- **TASK DETAILS**: Pull every line holding the word "green" from the data below and copy it.

- **RECORDS PROVIDED**:
******************************
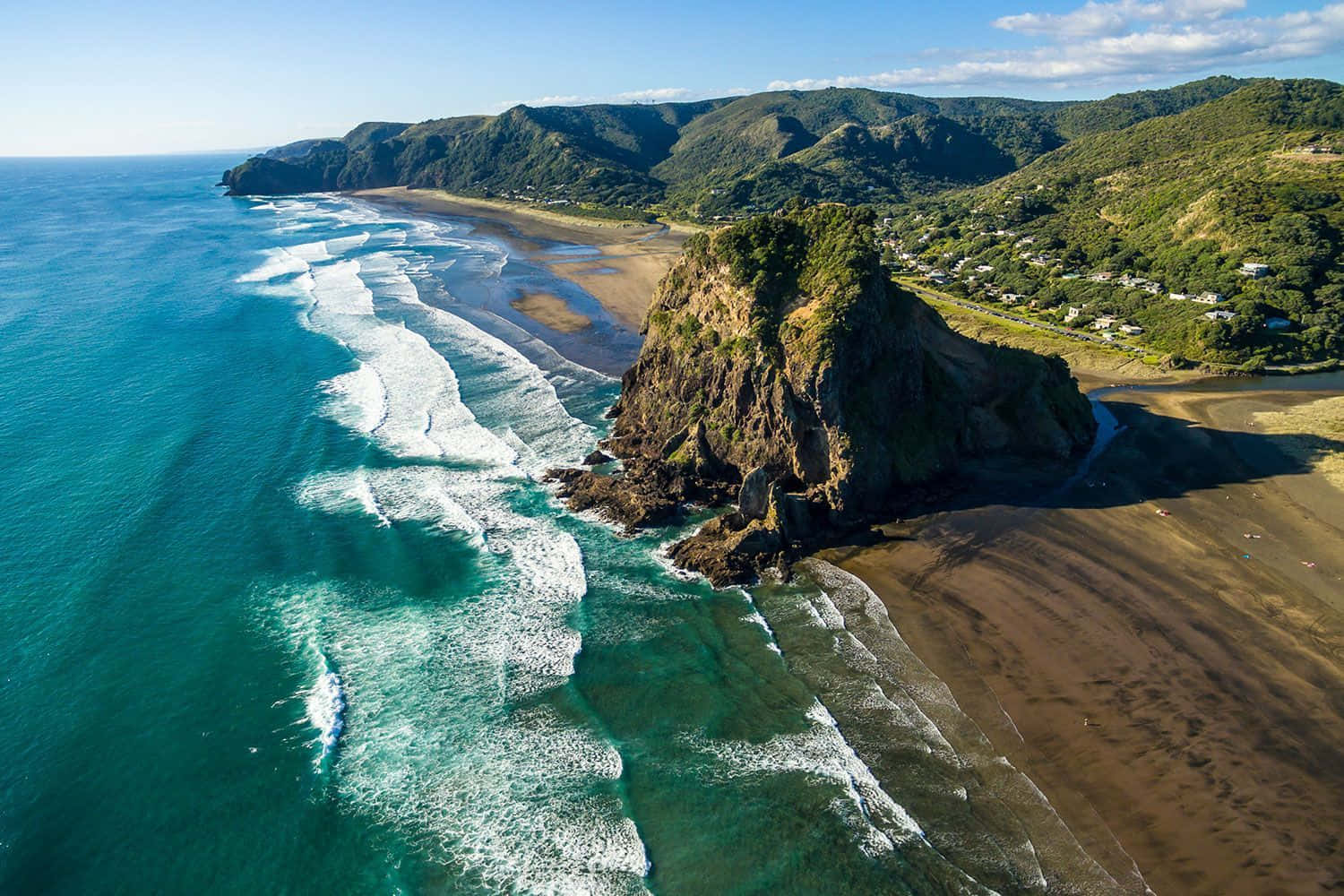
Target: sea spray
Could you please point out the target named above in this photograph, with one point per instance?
(325, 707)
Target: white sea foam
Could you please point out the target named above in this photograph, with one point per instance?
(418, 405)
(280, 263)
(325, 707)
(900, 686)
(435, 745)
(508, 389)
(822, 751)
(435, 740)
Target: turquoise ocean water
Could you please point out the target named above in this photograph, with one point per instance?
(285, 607)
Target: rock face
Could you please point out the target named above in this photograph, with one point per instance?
(782, 370)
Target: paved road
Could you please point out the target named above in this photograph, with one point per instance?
(1050, 328)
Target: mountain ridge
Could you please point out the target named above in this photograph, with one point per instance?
(710, 158)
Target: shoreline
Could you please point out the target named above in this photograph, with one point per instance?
(1175, 700)
(621, 271)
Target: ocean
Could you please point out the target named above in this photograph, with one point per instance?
(288, 608)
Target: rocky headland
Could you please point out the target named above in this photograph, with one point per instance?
(785, 374)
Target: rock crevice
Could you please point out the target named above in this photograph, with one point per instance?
(782, 371)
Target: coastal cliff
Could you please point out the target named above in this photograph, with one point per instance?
(782, 371)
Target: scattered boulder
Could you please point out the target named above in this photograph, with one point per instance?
(780, 347)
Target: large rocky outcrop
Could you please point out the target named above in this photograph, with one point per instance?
(784, 370)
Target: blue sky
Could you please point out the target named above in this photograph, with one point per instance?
(85, 78)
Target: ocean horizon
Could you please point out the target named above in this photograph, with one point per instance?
(290, 608)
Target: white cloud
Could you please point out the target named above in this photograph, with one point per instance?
(1152, 39)
(1116, 18)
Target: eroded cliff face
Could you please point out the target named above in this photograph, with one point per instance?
(782, 371)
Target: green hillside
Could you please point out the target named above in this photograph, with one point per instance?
(711, 159)
(1175, 204)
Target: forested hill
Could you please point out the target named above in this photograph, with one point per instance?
(1137, 223)
(714, 158)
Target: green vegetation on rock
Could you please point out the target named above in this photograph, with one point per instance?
(710, 159)
(1115, 223)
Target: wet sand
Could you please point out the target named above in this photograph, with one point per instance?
(1182, 705)
(551, 311)
(621, 271)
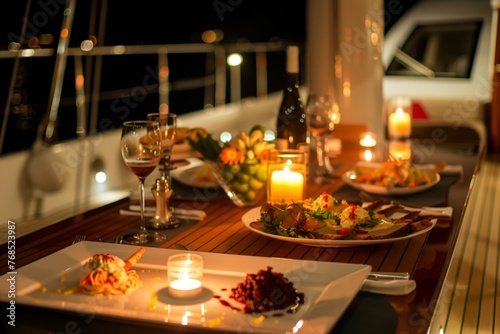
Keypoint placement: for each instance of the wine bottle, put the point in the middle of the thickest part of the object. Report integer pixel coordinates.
(291, 125)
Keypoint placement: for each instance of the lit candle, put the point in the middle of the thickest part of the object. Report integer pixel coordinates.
(185, 288)
(399, 124)
(400, 150)
(185, 272)
(368, 155)
(367, 140)
(286, 185)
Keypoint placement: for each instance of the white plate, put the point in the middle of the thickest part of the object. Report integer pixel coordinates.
(328, 289)
(254, 214)
(187, 175)
(380, 190)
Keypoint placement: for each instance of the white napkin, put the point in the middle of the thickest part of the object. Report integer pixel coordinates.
(394, 287)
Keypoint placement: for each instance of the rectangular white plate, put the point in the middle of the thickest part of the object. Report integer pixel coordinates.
(328, 289)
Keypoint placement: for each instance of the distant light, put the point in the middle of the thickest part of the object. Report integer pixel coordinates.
(14, 47)
(27, 52)
(87, 45)
(225, 137)
(100, 177)
(119, 49)
(234, 59)
(212, 36)
(269, 135)
(46, 39)
(208, 36)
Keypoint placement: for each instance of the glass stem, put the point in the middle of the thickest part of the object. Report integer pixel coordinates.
(142, 229)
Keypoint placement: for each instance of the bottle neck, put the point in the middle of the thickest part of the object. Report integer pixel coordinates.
(292, 79)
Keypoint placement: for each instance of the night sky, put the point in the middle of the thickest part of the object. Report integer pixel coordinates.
(143, 22)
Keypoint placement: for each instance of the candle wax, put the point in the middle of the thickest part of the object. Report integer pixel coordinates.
(185, 288)
(286, 185)
(399, 124)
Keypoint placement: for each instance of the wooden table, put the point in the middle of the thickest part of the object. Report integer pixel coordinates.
(425, 257)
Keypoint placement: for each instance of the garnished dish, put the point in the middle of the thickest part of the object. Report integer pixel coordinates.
(391, 177)
(259, 293)
(326, 220)
(52, 281)
(106, 274)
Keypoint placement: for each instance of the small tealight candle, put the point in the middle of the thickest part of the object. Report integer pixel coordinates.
(367, 140)
(185, 274)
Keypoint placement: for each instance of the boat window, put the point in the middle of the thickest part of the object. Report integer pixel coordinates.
(437, 50)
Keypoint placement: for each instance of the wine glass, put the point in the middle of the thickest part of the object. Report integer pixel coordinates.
(164, 217)
(322, 115)
(141, 152)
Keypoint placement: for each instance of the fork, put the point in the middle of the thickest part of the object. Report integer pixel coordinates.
(78, 238)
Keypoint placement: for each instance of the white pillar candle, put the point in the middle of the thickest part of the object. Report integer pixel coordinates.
(286, 185)
(399, 124)
(185, 272)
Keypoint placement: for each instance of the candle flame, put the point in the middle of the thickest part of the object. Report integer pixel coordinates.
(368, 155)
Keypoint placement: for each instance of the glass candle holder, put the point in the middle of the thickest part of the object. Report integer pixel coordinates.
(185, 275)
(287, 173)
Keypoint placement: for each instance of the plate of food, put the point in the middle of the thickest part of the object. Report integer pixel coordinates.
(329, 222)
(391, 178)
(197, 174)
(57, 282)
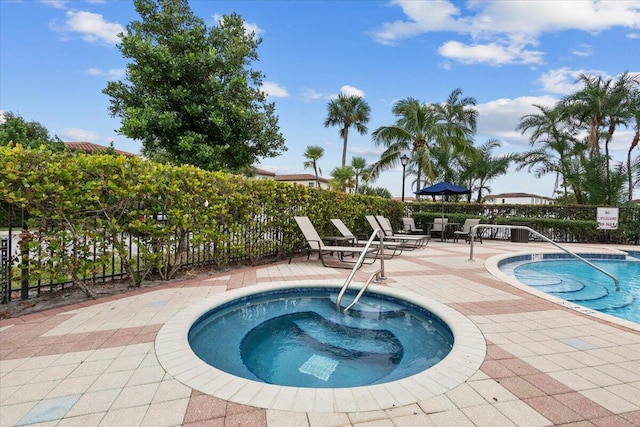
******************************
- **RESULT FOR THIS EXERCISE**:
Target: green hillside
Target: green vegetation on rock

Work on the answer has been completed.